Fool me once, shame on you. Fool me twice, shame on me. This of course is a famous axiom that has acted as a reminder to people to always be aware when someone seeks to get you to perform an action that deep inside you know isn’t good for you.
And for eight years following the stock market crash of 2008-09, this has worked well for the retail investor who was fooled the first time in 2000 when the Dot Com bubble burst, and then a second time when they let down their guard to be a part of a stock market that grew from the artificially spun housing bubble.
But alas unlike the German people who still today remember and take cautions 80 years after the hyperinflation they experienced during the Weimar Republic, the American investor has a much shorter attention span. And with the false exuberance of the Trump election that is being coupled with stocks hitting unprecedented all-time highs, the combination of fear and greed has finally overwhelmed the retail investor and they are suddenly jumping back into stocks at a time when fundamentals are at their worst.
After years of hiding out in bonds and other safer investments, retail investors began creeping back into stock mutual funds and exchange-traded funds following the election. Investors plugged $20.7 billion into U.S. stock funds in November, the biggest month in nearly two years. They've followed that up with more purchases. That buying has helped to bid up stocks even more. – AP
Sadly however, those retail investors are once again, and for the third time in two decades, being led to the slaughter house by the ruthless commercials that have been waiting patiently for several years to find willing buyers for their own stock holdings. And sure enough, once the retail crowd suddenly took their money off the sidelines and dove into stocks, insiders are salivating as their selling of shares to these useful idiots are reaching levels not seen in the past six years.
___
__Problems to solve__.
**a.** Answer these questions about the text on retail investors:
(i) How much did investors put into U.S. stock funds in November?
(ii) In what year did the Dot Com bubble burst?
(iii) How many years after the Weimar hyperinflation does the text say the German people still remember it?
**b.** Can you rewrite the passage of the retail investor text starting with "But alas unlike" and going on through "at their worst.", with "attention span" replaced by "memory"?
**c.** Which lengths of time does the retail investor text give with a specific number?

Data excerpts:
___
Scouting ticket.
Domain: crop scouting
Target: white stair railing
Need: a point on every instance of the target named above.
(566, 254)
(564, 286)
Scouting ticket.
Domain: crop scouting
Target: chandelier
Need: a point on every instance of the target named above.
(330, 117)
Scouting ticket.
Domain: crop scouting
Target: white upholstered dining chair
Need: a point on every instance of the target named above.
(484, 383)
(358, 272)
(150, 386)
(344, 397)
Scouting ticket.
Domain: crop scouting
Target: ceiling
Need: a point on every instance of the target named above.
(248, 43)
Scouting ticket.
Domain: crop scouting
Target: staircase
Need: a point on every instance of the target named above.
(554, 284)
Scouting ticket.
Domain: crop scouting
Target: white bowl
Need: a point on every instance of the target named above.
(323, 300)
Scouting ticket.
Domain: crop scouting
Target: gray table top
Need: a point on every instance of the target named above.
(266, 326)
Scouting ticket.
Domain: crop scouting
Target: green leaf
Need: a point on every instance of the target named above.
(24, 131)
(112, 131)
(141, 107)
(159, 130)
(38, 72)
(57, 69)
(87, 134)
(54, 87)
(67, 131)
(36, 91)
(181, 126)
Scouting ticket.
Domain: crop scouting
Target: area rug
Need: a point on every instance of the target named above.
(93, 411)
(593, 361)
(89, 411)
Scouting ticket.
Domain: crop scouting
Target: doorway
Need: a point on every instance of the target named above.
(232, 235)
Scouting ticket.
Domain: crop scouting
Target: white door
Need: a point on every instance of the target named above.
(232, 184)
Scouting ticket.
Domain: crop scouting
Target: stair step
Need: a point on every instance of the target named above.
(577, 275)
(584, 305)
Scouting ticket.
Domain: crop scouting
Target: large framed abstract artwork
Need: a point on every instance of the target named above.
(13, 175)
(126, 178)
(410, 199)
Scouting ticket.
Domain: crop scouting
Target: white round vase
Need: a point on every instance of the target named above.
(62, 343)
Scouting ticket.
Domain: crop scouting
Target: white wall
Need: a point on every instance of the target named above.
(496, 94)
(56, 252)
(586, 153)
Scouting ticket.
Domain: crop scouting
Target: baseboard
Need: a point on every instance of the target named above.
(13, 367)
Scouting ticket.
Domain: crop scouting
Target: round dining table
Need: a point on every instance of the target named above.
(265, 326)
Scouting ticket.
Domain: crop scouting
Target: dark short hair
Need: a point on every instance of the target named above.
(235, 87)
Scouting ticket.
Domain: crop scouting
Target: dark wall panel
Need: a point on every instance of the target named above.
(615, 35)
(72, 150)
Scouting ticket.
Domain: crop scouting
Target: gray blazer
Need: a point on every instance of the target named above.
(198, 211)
___
__Solutions__.
**a.**
(i) $20.7 billion
(ii) 2000
(iii) 80 years

**b.**
But alas unlike the German people who still today remember and take cautions 80 years after the hyperinflation they experienced during the Weimar Republic, the American investor has a much shorter memory. And with the false exuberance of the Trump election that is being coupled with stocks hitting unprecedented all-time highs, the combination of fear and greed has finally overwhelmed the retail investor and they are suddenly jumping back into stocks at a time when fundamentals are at their worst.

**c.**
eight years
80 years
nearly two years
two decades
six years